◆ What to produce ◆
If an entry holds a picture, leave the picture out and copy the rest of the listing exactly.

◆ Data supplied ◆
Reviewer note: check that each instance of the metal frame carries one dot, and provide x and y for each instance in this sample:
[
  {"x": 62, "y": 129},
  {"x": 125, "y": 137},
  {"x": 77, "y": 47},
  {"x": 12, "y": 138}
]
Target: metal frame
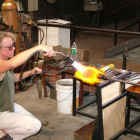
[{"x": 100, "y": 107}]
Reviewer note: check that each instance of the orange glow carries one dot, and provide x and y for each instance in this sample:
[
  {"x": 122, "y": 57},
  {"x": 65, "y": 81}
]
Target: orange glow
[{"x": 89, "y": 74}]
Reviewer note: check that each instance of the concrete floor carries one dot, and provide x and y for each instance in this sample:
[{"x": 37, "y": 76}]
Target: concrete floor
[{"x": 58, "y": 126}]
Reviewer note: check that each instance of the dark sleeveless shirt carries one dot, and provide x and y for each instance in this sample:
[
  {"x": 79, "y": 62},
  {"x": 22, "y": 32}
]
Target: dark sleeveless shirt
[{"x": 7, "y": 91}]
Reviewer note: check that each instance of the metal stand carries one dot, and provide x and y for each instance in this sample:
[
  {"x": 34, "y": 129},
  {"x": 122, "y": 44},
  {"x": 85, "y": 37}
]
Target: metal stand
[{"x": 123, "y": 97}]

◆ Answer to the exercise ◆
Reviewer note: check that each instance of the metal frame carries one dot, and provide x and y for each instance in this sample:
[
  {"x": 62, "y": 129},
  {"x": 125, "y": 137},
  {"x": 77, "y": 47},
  {"x": 12, "y": 138}
]
Target: metal frame
[{"x": 100, "y": 107}]
Reviewer note: check that each instance of the orange glow carries one dot, and provide x and y for each instance in this sample:
[
  {"x": 122, "y": 57},
  {"x": 65, "y": 81}
]
Target: orange glow
[{"x": 89, "y": 74}]
Reviewer note: check that each instance of the concrete floor carries one dot, and provide x and y for each instance in this sample:
[{"x": 37, "y": 76}]
Target: concrete floor
[{"x": 58, "y": 126}]
Reviewer note: check that each instance of the dark sleeveless shirt carries one dot, and provide x and y for each instance in this sample:
[
  {"x": 79, "y": 62},
  {"x": 22, "y": 32}
]
Target: dark sleeveless shirt
[{"x": 7, "y": 91}]
Reviewer note: check that each instance of the metal stand carries one dot, and provide x and y for each instance in this sample:
[
  {"x": 34, "y": 129},
  {"x": 122, "y": 44},
  {"x": 85, "y": 37}
]
Target: metal stand
[{"x": 123, "y": 97}]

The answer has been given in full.